--- begin Excerpted text ---

[Buildroot] libcef: Approach for handling v8 snapshot builds

Michael Drake michael.drake at codethink.co.uk
Tue Feb 4 11:06:11 UTC 2020


Hi,

Previously we proposed a patch series adding libcef to Buildroot [0].
One of the complex parts of the build is that you build the a cut-down
browser (mksnapshot) for the host, as part of the build process to
capture the v8 context snapshot.  This is a JavaScript heap dump which
the target browser loads as an optimisation for opening new tabs.  Since
this is complicated and requires a lot of extra host packages, we split
this out into a config option.  Also, it was difficult to build for
32-bit, so we simply made the option only work for x86_64.

In the latest release of libcef, the v8 context snapshot is mandatory.
So it can't be an optional feature.  This has meant we have had to get
it working for ARM.

We have two solutions for this.

--- end Excerpted text ---
--- begin Dataset entries ---

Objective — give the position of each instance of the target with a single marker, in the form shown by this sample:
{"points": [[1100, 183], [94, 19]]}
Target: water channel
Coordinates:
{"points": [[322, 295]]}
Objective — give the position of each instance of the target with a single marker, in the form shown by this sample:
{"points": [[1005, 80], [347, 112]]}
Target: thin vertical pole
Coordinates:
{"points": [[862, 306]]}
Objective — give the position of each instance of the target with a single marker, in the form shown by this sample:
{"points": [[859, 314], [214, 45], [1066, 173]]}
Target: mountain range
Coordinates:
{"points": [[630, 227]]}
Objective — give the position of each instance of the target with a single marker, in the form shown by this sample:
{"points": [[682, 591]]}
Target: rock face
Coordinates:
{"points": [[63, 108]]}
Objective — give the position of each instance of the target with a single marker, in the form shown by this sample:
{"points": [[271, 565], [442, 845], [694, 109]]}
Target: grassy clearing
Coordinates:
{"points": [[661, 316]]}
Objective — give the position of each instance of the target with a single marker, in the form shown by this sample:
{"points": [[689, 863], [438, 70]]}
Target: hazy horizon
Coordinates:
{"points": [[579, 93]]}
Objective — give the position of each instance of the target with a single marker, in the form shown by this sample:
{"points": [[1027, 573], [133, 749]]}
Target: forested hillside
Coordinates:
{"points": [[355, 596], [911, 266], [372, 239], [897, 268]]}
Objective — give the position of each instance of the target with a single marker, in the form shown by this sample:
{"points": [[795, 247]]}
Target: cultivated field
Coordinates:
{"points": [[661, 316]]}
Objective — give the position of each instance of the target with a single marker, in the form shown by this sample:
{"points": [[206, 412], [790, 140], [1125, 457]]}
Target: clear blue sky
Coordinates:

--- end Dataset entries ---

> **What to do**
1) Please rewrite the part of the libcef post that opens with the words containing "One of the complex" and closes with "work for x86_64.", replacing "host" with "build machine".
2) Turn the paragraph of the libcef post beginning "Previously we proposed a patch series" into a bulleted list that keeps its main facts.
3) Using the libcef post, say whether each statement agrees with it, and quote the words that decide: (a) The v8 context snapshot is optional in the latest libcef release. (b) mksnapshot is built for the host. (c) The post offers three solutions.

> **Final answers**
1)
One of the complex parts of the build is that you build the a cut-down
browser (mksnapshot) for the build machine, as part of the build process to
capture the v8 context snapshot.  This is a JavaScript heap dump which
the target browser loads as an optimisation for opening new tabs.  Since
this is complicated and requires a lot of extra build machine packages, we split
this out into a config option.  Also, it was difficult to build for
32-bit, so we simply made the option only work for x86_64.

2)
- A patch series adding libcef to Buildroot was proposed earlier.
- The build includes building a cut-down browser (mksnapshot) for the host to capture the v8 context snapshot.
- The snapshot is a JavaScript heap dump that the target browser loads to speed up opening new tabs.
- Because this is complicated and needs many extra host packages, it was split out into a config option.
- Since building for 32-bit was difficult, the option was limited to x86_64.

3)
(a) No: "In the latest release of libcef, the v8 context snapshot is mandatory."
(b) Yes: "browser (mksnapshot) for the host"
(c) No: "We have two solutions for this."